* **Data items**
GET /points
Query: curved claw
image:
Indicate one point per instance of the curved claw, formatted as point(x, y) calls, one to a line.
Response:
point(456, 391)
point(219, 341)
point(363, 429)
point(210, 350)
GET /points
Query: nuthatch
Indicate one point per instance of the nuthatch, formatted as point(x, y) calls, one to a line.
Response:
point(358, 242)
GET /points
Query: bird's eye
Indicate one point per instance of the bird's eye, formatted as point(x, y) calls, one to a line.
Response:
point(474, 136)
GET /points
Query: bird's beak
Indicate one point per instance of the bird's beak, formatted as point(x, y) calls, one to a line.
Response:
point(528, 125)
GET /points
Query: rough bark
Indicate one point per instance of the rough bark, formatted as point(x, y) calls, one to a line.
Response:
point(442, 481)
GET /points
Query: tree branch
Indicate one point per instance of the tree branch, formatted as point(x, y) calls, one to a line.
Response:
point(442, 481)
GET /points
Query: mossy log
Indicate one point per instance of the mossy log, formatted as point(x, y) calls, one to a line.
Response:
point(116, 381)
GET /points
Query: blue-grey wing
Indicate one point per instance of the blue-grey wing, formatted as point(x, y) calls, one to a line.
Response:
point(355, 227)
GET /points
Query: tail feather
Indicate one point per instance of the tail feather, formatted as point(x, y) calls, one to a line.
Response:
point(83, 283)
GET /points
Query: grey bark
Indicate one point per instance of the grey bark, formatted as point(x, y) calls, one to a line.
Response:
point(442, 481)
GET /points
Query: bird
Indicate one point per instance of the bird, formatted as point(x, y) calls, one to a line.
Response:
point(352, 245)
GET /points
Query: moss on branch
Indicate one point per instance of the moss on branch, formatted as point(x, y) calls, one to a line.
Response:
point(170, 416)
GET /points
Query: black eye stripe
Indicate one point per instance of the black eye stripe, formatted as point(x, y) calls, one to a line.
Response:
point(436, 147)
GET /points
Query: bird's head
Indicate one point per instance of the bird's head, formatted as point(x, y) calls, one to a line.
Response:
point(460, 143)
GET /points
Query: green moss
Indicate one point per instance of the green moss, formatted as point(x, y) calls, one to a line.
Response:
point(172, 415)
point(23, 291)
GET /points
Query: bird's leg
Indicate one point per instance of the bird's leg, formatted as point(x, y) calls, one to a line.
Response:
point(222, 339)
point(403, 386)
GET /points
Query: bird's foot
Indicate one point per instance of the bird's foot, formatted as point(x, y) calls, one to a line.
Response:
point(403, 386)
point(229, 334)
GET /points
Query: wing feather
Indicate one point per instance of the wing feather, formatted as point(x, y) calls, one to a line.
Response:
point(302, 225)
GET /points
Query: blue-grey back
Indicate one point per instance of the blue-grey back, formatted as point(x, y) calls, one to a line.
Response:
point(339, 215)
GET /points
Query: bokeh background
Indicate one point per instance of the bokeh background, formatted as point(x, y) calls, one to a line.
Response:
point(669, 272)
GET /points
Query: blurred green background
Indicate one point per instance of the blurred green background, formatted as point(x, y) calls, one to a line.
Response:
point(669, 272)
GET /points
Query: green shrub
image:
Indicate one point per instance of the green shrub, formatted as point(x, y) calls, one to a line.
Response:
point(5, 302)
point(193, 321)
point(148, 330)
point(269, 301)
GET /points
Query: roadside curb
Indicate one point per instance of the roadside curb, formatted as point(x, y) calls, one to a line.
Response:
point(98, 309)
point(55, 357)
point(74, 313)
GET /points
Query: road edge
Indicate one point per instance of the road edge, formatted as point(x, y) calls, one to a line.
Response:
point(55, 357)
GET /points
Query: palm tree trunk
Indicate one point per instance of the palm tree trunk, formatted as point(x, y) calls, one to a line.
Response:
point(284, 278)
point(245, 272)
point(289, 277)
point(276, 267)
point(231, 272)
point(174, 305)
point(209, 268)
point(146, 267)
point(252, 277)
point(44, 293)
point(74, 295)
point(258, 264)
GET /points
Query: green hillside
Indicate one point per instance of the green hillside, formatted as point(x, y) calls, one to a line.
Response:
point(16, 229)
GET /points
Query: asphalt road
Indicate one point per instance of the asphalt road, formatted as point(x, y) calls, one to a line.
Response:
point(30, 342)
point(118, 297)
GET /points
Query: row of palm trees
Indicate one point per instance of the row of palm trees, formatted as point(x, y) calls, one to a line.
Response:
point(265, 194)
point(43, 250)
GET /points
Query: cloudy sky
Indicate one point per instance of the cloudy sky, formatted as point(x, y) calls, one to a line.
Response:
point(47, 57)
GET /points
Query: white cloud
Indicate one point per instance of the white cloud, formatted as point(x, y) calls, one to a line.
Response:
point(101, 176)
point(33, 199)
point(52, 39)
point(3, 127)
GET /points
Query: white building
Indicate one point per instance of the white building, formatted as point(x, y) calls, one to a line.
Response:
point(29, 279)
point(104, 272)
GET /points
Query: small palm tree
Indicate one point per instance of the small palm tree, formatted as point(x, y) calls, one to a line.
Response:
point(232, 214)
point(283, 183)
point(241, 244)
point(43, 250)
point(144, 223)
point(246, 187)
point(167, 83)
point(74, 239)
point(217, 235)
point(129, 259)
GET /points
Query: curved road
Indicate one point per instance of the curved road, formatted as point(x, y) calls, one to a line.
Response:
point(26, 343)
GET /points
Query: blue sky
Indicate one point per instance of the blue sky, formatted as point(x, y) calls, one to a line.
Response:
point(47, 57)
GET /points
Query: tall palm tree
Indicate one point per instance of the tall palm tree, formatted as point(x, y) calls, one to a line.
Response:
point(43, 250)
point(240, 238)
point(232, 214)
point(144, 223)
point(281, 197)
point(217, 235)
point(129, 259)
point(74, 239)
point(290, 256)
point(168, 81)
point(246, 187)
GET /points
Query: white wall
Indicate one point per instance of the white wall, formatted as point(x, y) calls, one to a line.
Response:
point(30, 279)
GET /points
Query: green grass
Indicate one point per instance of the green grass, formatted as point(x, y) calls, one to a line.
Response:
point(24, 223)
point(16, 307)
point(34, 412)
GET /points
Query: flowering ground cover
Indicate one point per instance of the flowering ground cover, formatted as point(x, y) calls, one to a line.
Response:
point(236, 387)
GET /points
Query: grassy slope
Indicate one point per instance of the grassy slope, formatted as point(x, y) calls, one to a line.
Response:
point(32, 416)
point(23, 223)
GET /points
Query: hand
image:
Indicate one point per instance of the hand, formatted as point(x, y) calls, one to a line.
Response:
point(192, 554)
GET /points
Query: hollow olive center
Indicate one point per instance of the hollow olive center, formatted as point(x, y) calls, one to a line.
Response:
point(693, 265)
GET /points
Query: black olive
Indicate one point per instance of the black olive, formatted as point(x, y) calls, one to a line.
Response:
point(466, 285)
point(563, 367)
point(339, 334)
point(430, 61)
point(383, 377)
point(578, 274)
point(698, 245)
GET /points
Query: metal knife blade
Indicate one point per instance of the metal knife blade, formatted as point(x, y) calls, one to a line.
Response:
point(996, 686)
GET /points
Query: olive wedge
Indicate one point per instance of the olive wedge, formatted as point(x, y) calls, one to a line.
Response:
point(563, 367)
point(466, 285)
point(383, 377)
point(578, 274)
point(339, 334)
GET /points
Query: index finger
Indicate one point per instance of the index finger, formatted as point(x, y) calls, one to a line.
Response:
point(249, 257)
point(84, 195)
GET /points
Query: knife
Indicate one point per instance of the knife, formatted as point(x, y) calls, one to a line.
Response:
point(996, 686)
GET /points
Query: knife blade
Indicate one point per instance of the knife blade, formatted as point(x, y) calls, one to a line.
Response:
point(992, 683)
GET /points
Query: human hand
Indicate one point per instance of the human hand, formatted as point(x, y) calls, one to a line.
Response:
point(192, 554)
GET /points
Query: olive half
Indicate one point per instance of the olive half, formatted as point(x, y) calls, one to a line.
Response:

* **Problem details**
Which lines above hold the string "background"? Please copy all of them.

* **Solution for this task**
Query: bokeh background
Indicate one point per instance of the bokeh background, formatted as point(x, y) calls, one to a line.
Query: blurred green background
Indicate one point per instance of the blurred green background, formatted as point(x, y) calls, one to a line.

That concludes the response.